[Rows from a box labeling dataset]

------------------------------

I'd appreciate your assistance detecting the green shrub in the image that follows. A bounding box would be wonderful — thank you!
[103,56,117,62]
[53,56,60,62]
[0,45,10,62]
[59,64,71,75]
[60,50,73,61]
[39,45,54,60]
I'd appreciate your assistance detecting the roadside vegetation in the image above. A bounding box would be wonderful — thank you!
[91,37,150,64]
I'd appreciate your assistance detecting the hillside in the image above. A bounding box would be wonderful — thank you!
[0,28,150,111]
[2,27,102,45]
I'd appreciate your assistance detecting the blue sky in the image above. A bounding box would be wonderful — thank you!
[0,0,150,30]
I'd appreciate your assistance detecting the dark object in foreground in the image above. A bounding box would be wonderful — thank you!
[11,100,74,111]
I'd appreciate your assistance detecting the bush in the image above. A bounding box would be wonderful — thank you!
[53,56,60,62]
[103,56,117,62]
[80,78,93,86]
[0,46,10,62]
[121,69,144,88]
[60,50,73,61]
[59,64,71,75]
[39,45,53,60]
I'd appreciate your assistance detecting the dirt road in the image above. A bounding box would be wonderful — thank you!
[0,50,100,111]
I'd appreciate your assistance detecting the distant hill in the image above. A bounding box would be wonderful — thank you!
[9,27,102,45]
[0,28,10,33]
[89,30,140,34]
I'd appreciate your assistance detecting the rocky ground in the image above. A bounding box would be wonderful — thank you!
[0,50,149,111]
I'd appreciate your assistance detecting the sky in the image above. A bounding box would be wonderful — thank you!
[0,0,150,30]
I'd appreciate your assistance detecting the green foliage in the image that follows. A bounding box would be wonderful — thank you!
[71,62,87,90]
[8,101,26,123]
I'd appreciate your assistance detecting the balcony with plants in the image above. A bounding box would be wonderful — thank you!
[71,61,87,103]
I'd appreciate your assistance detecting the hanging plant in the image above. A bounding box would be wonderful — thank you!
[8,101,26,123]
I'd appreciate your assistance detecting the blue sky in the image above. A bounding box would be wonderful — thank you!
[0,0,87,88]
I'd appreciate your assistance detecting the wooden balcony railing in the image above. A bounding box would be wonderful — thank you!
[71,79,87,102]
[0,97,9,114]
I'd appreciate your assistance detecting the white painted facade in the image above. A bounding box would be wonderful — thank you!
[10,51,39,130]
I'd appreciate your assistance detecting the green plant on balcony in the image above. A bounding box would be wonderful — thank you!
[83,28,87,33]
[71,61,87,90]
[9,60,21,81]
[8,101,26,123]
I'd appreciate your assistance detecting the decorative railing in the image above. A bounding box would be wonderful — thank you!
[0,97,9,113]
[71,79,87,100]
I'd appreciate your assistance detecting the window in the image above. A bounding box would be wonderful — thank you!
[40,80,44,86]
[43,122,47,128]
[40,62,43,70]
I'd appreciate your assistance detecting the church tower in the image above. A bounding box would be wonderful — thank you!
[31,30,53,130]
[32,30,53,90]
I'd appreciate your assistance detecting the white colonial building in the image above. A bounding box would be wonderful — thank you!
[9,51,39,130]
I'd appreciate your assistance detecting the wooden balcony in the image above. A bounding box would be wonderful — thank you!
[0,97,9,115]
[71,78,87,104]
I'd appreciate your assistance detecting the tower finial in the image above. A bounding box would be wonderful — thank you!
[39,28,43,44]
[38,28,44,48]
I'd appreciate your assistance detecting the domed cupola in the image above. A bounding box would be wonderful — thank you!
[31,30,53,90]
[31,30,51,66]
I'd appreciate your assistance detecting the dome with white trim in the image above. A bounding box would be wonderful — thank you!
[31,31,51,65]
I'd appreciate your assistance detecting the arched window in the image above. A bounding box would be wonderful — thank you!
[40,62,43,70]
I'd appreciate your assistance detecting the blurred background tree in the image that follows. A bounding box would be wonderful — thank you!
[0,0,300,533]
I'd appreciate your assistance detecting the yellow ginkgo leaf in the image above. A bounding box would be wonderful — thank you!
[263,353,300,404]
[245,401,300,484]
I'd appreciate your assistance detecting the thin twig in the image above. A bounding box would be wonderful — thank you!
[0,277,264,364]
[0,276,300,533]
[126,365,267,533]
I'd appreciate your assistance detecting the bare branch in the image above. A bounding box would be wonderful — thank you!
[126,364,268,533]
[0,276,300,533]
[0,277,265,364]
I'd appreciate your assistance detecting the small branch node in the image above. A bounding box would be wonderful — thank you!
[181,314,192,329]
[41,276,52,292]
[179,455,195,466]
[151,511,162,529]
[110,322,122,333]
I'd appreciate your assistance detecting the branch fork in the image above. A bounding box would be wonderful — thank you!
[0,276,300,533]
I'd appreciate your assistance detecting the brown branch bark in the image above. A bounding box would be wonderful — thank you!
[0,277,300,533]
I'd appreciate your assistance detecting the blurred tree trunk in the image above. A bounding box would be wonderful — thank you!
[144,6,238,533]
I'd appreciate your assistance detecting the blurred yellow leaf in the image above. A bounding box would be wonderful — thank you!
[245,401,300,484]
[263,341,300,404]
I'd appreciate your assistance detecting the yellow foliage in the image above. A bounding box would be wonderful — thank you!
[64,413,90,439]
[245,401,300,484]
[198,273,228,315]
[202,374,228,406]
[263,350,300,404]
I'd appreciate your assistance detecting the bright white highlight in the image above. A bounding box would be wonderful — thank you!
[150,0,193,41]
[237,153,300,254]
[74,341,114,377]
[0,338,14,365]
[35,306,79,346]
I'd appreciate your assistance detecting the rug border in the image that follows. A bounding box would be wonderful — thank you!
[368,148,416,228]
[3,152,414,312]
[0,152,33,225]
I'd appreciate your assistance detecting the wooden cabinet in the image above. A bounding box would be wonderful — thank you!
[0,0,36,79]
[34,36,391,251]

------------------------------

= DIRECTIONS =
Take the rows from the line with "I'd appreciate your assistance detecting the distant" to the line with "[71,79,87,100]" and write them out again, swapping "balcony" for "terrace" and leaving everything else unchanged.

= RESPONSE TO THIS TASK =
I'd appreciate your assistance detecting the distant hill in the image above. A bounding box would be wonderful — thank you!
[9,27,102,45]
[0,28,10,33]
[89,30,140,34]
I'd appreciate your assistance detecting the rocky ground in the image above. A bounding box would be wonderful — thank you!
[0,50,149,111]
I'd appreciate your assistance detecting the sky in the image above. A bounding box would be wonderful — thank you!
[0,0,150,30]
I'd appreciate your assistance detecting the green foliage in the image that follows. A bounding box would be wonderful — thank you!
[71,62,87,90]
[8,101,26,123]
I'd appreciate your assistance detecting the terrace with plants in the image above. A bounding box would be wonderful — thank you!
[71,61,87,103]
I'd appreciate your assistance detecting the hanging plant in the image above. A bounding box would be wonderful — thank you!
[8,101,26,123]
I'd appreciate your assistance detecting the blue sky in the image above. A bounding box would be wonderful — thank you!
[0,0,87,88]
I'd appreciate your assistance detecting the wooden terrace railing in the image above. A bounding box would be wonderful — thank you!
[71,79,87,102]
[0,97,9,114]
I'd appreciate your assistance detecting the white painted facade in the image above. A bounding box would be wonderful — thank you!
[10,51,39,130]
I'd appreciate your assistance detecting the green plant on terrace in the image above. A bounding box would be wonderful — thank you!
[83,28,87,33]
[71,61,87,90]
[9,60,21,81]
[8,101,26,123]
I'd appreciate your assistance detecting the decorative railing in the image above. A bounding box would be wonderful — thank you!
[0,97,9,113]
[71,79,87,100]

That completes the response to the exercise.